▶ Exercise input
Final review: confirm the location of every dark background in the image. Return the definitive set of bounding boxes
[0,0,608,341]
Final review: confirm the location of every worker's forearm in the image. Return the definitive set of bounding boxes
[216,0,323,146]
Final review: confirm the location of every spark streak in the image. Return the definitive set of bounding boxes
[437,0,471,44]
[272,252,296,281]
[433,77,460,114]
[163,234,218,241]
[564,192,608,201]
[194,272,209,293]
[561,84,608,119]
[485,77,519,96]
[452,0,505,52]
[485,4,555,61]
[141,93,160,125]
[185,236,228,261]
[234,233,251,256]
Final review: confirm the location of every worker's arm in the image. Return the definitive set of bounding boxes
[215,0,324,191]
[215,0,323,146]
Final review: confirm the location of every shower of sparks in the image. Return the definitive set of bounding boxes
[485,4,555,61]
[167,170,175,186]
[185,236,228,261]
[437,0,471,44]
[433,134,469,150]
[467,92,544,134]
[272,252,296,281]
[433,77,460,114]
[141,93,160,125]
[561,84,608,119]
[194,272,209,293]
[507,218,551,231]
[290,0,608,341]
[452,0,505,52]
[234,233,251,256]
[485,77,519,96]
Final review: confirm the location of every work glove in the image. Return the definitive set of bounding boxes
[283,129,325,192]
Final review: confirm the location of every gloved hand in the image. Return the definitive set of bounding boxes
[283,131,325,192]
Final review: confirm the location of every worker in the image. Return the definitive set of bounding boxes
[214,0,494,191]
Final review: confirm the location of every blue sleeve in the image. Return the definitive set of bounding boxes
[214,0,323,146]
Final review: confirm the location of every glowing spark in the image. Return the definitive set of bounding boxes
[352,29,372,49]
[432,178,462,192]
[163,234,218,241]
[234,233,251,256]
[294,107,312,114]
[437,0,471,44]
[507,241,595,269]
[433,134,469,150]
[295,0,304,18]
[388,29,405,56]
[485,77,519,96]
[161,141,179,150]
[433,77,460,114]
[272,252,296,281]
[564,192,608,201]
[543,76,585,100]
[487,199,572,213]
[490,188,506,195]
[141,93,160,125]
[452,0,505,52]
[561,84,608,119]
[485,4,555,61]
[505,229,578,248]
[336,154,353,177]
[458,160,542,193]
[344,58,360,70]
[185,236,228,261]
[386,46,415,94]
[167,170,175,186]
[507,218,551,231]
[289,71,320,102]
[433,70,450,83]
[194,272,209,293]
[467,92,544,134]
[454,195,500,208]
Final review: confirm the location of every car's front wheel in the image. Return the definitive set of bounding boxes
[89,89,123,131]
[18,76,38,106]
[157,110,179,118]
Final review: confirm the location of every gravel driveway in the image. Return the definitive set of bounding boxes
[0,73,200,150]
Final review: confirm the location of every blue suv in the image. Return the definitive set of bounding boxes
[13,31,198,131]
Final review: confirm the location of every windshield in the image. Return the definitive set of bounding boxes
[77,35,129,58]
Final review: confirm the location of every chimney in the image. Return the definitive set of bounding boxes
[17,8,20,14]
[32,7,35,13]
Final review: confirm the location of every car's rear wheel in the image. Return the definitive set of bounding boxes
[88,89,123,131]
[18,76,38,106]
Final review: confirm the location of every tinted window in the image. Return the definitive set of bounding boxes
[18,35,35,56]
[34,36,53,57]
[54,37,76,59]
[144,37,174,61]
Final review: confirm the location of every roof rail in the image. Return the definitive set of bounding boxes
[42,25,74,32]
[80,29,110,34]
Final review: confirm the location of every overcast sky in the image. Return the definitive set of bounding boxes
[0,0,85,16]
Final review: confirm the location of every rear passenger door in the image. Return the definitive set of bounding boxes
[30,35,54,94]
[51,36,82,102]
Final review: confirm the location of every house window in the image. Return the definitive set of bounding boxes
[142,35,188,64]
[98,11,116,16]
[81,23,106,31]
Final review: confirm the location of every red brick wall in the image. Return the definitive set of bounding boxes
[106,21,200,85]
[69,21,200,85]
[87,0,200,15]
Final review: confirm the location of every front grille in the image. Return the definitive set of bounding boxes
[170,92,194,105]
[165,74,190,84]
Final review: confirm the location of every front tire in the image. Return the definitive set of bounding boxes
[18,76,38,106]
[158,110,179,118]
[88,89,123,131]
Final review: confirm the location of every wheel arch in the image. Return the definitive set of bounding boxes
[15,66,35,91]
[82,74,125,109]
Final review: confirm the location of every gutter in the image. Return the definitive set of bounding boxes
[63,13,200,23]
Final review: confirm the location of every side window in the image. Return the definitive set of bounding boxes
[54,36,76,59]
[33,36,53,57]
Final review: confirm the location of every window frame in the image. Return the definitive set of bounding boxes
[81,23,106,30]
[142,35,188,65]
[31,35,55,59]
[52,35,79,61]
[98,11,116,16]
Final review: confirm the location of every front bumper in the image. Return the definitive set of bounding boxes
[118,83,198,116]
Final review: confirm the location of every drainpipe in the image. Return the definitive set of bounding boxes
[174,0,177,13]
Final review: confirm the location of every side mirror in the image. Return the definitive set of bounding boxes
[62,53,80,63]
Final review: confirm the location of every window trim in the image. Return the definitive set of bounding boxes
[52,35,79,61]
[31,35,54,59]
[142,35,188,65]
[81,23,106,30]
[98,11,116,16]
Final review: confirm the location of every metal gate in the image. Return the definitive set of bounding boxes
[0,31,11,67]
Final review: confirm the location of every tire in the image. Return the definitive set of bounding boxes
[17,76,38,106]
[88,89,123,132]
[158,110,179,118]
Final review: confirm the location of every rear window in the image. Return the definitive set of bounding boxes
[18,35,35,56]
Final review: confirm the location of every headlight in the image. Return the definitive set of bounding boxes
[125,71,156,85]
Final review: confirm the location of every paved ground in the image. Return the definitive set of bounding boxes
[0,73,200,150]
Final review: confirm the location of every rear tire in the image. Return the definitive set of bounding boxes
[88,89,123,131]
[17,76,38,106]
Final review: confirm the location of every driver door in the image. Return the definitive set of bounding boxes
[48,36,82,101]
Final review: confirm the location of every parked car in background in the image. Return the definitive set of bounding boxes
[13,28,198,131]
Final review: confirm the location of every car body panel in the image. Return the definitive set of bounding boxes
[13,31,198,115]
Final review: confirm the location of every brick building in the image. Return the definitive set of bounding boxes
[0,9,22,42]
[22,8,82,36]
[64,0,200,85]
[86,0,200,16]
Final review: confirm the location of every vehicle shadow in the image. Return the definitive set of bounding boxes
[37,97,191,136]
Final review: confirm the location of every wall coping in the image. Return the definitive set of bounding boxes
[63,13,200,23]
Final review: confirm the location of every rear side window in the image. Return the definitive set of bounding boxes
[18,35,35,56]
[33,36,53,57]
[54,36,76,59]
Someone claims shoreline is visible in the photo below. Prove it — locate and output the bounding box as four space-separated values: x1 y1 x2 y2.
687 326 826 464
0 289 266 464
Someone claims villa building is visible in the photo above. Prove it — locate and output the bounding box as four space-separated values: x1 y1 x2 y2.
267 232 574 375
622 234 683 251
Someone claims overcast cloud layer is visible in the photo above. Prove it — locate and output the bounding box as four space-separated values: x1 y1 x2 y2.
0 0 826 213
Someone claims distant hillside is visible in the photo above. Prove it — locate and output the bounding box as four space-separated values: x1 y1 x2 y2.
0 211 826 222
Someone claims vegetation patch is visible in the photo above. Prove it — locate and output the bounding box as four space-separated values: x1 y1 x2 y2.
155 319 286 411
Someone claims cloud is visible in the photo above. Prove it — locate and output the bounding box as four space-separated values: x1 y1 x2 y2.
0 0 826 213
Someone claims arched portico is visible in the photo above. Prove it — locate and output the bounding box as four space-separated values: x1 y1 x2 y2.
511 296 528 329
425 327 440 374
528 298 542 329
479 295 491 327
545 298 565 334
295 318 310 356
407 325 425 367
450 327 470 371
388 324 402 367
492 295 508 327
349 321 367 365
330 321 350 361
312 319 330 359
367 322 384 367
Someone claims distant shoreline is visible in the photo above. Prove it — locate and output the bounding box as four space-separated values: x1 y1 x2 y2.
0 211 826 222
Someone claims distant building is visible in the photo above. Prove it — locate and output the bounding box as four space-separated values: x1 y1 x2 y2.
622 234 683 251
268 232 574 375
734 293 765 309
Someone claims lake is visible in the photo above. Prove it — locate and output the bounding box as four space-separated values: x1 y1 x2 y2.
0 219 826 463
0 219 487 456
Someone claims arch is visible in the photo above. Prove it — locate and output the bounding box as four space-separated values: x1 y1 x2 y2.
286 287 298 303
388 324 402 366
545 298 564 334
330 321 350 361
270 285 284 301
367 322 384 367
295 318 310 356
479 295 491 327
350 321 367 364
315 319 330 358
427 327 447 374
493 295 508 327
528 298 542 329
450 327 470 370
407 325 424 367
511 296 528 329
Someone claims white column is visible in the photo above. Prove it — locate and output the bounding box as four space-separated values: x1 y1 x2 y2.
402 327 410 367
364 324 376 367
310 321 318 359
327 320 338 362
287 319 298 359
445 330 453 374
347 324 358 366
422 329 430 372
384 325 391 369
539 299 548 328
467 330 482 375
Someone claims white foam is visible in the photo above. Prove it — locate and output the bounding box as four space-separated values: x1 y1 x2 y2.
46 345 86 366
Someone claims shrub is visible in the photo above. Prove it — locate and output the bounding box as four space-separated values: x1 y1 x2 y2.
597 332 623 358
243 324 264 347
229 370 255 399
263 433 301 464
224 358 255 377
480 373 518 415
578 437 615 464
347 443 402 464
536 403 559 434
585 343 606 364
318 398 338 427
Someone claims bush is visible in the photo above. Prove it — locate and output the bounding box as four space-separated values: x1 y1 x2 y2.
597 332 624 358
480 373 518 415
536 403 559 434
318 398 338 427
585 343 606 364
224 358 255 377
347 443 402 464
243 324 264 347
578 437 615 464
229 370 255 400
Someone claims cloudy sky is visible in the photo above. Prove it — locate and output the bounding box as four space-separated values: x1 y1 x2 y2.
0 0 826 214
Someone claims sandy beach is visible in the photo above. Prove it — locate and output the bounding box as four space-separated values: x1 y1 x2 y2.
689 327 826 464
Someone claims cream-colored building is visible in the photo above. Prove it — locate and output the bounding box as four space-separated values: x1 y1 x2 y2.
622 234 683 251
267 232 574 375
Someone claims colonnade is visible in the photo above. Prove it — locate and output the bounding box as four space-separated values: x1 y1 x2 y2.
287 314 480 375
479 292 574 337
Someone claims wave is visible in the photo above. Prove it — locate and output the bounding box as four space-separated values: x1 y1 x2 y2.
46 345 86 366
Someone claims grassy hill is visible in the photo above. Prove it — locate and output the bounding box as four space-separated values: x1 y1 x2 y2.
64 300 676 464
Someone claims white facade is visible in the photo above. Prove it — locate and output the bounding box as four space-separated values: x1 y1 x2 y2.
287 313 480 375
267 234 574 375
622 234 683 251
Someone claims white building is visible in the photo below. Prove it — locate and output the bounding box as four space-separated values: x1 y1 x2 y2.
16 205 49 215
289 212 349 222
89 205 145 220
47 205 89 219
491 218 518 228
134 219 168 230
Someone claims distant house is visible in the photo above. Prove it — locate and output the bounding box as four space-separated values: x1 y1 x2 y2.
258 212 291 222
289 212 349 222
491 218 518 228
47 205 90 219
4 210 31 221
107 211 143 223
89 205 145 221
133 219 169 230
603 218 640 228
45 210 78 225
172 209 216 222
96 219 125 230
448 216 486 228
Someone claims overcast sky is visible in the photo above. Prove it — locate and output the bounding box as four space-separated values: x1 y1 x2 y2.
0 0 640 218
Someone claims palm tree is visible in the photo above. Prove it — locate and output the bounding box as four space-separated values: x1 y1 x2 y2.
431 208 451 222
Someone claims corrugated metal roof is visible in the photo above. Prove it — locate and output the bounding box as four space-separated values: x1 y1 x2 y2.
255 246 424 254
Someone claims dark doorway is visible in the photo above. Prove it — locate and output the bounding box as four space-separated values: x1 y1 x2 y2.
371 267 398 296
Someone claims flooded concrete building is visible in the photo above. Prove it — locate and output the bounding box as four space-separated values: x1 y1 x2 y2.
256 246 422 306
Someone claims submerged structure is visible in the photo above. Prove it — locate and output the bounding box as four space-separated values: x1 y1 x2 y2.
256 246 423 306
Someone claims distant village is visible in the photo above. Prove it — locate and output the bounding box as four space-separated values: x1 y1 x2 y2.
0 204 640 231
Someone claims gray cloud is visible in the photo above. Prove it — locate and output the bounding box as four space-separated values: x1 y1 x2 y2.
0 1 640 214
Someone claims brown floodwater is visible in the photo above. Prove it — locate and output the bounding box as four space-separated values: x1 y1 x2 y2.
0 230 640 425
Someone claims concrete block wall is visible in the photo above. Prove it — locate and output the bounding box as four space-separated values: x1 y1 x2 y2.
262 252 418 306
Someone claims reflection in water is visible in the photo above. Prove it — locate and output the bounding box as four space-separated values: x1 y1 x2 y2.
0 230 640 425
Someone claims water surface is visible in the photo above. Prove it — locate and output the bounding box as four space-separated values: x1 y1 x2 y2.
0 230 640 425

▶ What you are asked to do
Write out every line of the entries starting at the line containing "Someone claims cloud is" and ending at the line containing "467 330 482 375", both included. Add 143 to each bounding box coordinate in the answers and keep all other text unchanged.

▶ Result for this task
Someone claims cloud is visible in the photo above. Prove it — locate and output the bounding box as four space-separated values: x1 y1 x2 y2.
143 143 969 356
Someone claims arched portico is visible in the photo above. Prove it — locate and output the bounding box as four space-separated values: x1 y1 x2 y2.
654 439 671 472
568 470 583 517
671 441 685 472
622 438 634 470
688 441 708 477
438 461 453 499
550 468 568 510
593 470 613 514
531 467 545 510
635 438 651 470
492 464 510 508
473 464 493 504
455 462 473 502
510 465 527 510
Someone claims distant shoreline is visible in the photo above. Prove it — locate and output the bounding box as four space-separated values: x1 y1 x2 y2.
143 354 969 365
Someone claims distant building is visible in the photo above. Prove it — locate and output the bounding box as four space-separated values: x1 y1 x2 y2.
765 377 826 394
411 375 717 518
877 436 908 452
Someone claims lake is visible in the photo above. Prove it — locate and output the bounding box as four space-separated values: x1 y1 x2 y2.
143 362 969 606
143 362 630 599
Someone claims arch is visible in the photo above. Prove it — locate and output the bounding box as four space-separated values: x1 y1 x2 y2.
429 430 441 446
531 467 545 509
688 441 707 477
473 464 493 504
413 428 427 444
510 465 527 510
438 461 453 499
622 438 634 470
493 464 510 507
458 462 473 501
570 470 590 517
636 438 651 470
671 441 685 472
593 470 613 513
550 468 567 510
654 439 671 472
Someone claims white column is visible in the photo above. Prove it — locate and output the bounding box as four space-separated values: x1 y1 x2 y2.
545 470 553 510
507 467 519 510
453 464 461 502
470 463 481 505
430 462 441 502
588 473 596 517
490 467 501 509
565 472 573 515
527 468 534 512
682 442 691 471
610 473 625 518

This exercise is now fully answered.